### [Data provided]
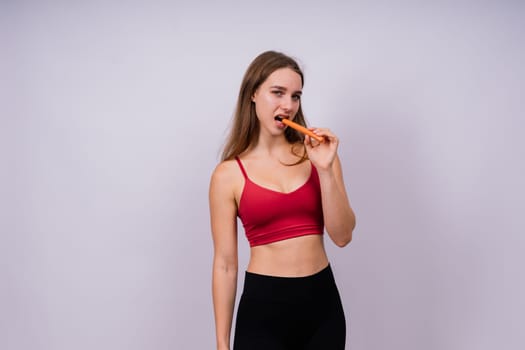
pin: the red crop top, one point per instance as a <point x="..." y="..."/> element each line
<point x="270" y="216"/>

==

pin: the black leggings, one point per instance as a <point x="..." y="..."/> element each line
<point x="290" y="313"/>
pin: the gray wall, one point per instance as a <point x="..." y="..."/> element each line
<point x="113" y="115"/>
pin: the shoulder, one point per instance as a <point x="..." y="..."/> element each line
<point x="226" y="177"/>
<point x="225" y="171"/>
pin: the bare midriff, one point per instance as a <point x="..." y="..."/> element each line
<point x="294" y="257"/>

---

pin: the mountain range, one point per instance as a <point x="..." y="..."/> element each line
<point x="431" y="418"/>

### [Goal of the exercise]
Which lines above contain the string "wall", with case counting? Pull out each of those lines in full.

### [Solution to this exercise]
pin: the gray wall, one point per instance as a <point x="..." y="..."/> element each line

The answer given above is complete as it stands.